Testo di partenza
▼▼▼
By ddm - Posted on 18 February 2010

Ordinamento comunale

Il 1420, con la Dedizione del Cadore alla Serenissima, da cui esso s'attende solo la protezione in un regime di piena Libertà, segna l'inizio del periodo aureo della Magnifica Comunità Cadorina e di tutti i Comuni che ne facevano parte. Questi attesero allora con fiduciosa tranquillità al proprio miglioramento economico e insieme a perfezionare la loro precedente costituzione giuridica. Come era stato promulgato nel 1235 uno Statuto generale1, poscia modificato, per tutto il Cadore, si rese necessario codificare in ogni Regola le norme che la sola tradizione orale aveva conservato, riguardanti i doveri e i diritti dei singoli regolieri, o capifamiglia. Si scrissero perciò i Laudi, ed anche Lozzo ebbe il suo nel 1444, che, ritoccato successivamente, costituì la norma unica ed inderogabile nella vita del paese fino alla caduta di Venezia e per qualche anno ancora.
▲▲▲
Righe di un dataset di puntamento:
▼▼▼
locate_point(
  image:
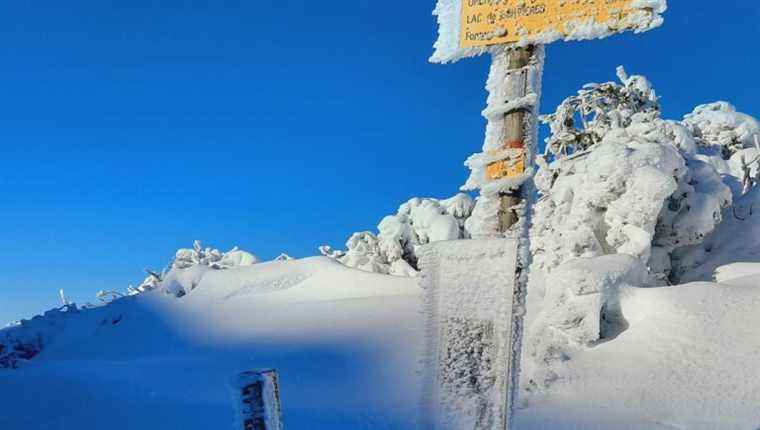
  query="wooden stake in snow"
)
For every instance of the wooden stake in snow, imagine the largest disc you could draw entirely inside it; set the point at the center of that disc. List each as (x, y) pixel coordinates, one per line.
(257, 400)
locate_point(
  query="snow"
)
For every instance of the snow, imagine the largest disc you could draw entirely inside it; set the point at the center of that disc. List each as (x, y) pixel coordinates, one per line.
(468, 308)
(347, 345)
(688, 360)
(343, 341)
(417, 222)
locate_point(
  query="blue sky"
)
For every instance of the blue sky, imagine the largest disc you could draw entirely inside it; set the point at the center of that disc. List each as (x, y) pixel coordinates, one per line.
(130, 128)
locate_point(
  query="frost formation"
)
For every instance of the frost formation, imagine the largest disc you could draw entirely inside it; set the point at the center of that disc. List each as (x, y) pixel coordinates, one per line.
(418, 222)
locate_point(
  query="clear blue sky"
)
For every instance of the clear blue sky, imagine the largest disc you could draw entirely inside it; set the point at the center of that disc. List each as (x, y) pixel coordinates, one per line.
(130, 128)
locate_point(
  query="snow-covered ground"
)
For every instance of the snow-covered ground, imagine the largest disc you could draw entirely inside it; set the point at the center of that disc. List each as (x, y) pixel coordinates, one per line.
(347, 345)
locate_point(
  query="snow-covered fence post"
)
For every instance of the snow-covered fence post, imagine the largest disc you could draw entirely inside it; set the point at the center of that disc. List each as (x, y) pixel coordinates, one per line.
(257, 400)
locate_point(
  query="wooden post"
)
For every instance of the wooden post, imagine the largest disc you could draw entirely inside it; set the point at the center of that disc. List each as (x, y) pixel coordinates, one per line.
(514, 128)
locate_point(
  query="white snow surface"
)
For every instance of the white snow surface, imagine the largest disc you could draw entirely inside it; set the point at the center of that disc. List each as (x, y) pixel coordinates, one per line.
(347, 345)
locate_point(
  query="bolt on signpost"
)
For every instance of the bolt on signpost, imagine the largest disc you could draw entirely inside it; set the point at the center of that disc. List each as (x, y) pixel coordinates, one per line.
(514, 32)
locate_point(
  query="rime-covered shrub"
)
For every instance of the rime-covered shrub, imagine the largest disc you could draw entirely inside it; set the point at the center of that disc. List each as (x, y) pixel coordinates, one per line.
(720, 127)
(622, 181)
(417, 222)
(213, 258)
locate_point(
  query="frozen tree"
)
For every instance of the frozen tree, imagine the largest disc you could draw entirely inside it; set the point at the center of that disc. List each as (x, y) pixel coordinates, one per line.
(623, 195)
(619, 179)
(719, 127)
(363, 252)
(583, 120)
(284, 257)
(417, 222)
(211, 257)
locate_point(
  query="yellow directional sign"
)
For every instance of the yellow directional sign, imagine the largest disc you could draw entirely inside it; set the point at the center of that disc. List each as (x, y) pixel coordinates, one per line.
(493, 22)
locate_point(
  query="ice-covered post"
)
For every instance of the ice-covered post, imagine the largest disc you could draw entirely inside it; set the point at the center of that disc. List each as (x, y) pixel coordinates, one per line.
(256, 396)
(514, 91)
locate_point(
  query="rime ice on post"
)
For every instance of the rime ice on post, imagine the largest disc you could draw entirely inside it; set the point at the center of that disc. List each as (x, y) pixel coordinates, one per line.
(257, 400)
(514, 31)
(468, 305)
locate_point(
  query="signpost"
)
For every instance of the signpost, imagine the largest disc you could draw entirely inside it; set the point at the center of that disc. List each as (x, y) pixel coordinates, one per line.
(513, 32)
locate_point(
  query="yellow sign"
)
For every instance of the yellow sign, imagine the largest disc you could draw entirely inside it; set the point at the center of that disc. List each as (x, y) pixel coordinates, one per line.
(509, 168)
(493, 22)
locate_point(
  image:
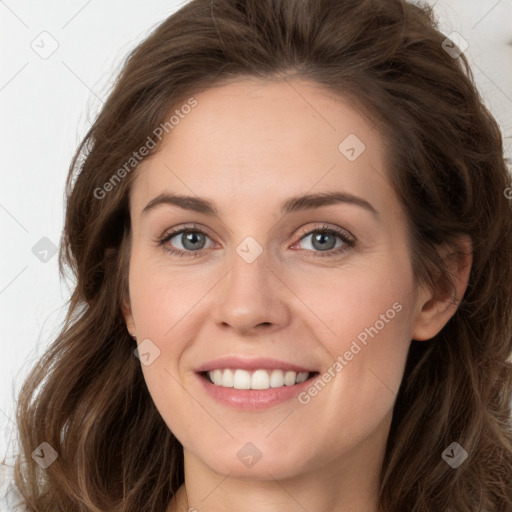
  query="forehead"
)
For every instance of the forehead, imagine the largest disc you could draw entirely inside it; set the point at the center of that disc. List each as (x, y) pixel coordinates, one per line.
(253, 142)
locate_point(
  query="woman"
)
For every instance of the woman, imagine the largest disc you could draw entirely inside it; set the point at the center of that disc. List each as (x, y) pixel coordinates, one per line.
(298, 210)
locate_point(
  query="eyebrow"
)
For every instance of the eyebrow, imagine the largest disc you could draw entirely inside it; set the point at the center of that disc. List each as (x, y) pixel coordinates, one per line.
(293, 204)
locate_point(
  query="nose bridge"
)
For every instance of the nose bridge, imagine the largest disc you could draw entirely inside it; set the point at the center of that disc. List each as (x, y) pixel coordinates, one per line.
(251, 293)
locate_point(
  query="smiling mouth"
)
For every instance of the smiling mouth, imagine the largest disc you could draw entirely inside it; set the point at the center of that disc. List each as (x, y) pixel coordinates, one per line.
(257, 380)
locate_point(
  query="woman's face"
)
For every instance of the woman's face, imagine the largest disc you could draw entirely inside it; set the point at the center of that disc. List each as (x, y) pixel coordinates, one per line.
(313, 285)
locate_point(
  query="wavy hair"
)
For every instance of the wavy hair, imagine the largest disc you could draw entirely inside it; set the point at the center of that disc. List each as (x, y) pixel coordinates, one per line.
(87, 397)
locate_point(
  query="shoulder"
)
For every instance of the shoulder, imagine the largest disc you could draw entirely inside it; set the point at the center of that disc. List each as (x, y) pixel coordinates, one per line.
(10, 498)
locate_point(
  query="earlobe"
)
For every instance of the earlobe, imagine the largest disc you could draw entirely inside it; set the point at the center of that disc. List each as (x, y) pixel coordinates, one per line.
(436, 306)
(128, 317)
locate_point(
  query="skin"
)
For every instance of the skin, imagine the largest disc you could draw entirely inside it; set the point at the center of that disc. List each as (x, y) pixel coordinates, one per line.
(248, 146)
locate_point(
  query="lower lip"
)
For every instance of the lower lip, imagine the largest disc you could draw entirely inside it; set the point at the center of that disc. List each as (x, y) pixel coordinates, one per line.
(253, 399)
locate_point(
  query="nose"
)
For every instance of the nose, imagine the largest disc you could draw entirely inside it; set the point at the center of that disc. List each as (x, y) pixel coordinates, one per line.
(251, 298)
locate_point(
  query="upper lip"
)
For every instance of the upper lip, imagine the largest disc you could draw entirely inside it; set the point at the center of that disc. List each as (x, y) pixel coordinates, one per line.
(250, 364)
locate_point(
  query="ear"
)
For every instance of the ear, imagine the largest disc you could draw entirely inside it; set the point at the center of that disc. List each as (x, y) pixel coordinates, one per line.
(435, 307)
(128, 316)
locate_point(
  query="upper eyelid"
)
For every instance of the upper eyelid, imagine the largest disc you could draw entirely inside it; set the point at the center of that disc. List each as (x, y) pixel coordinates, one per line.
(303, 232)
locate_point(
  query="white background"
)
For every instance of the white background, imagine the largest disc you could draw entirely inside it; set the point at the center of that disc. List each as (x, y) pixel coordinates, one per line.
(47, 104)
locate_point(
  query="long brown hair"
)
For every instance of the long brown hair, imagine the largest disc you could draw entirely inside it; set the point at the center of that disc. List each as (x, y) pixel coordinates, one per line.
(87, 398)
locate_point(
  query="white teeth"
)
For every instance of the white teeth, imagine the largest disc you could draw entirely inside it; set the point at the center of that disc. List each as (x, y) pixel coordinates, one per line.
(259, 379)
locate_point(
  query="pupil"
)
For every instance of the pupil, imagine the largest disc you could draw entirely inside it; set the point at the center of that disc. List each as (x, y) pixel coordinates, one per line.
(191, 238)
(320, 237)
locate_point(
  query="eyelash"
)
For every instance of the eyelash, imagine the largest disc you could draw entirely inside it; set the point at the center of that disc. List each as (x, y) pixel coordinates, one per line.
(348, 241)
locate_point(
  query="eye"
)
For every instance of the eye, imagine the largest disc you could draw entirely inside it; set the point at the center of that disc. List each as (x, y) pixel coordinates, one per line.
(192, 240)
(324, 238)
(323, 241)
▲▲▲
Esercizi da svolgere
**a.** Rispondi a queste domande sul testo sull'ordinamento comunale:
(i) In quale anno avvenne la Dedizione del Cadore alla Serenissima?
(ii) In quale anno Lozzo ebbe il suo Laudo?
(iii) Che cosa si rese necessario codificare in ogni Regola?
**b.** Elenca tutti gli anni citati nel paragrafo del testo sull'ordinamento comunale, escludendo la data di pubblicazione.
**c.** Trascrivi il passo del testo sull'ordinamento comunale da "Ordinamento comunale" fino a "qualche anno ancora.".
Per rispondere serviti soltanto del testo sull'ordinamento comunale.

Risposte agli esercizi
**a.**
(i) Nel 1420.
(ii) Nel 1444.
(iii) Le norme che la sola tradizione orale aveva conservato, riguardanti i doveri e i diritti dei singoli regolieri, o capifamiglia.

**b.** 1420, 1235, 1444

**c.**
Ordinamento comunale

Il 1420, con la Dedizione del Cadore alla Serenissima, da cui esso s'attende solo la protezione in un regime di piena Libertà, segna l'inizio del periodo aureo della Magnifica Comunità Cadorina e di tutti i Comuni che ne facevano parte. Questi attesero allora con fiduciosa tranquillità al proprio miglioramento economico e insieme a perfezionare la loro precedente costituzione giuridica. Come era stato promulgato nel 1235 uno Statuto generale1, poscia modificato, per tutto il Cadore, si rese necessario codificare in ogni Regola le norme che la sola tradizione orale aveva conservato, riguardanti i doveri e i diritti dei singoli regolieri, o capifamiglia. Si scrissero perciò i Laudi, ed anche Lozzo ebbe il suo nel 1444, che, ritoccato successivamente, costituì la norma unica ed inderogabile nella vita del paese fino alla caduta di Venezia e per qualche anno ancora.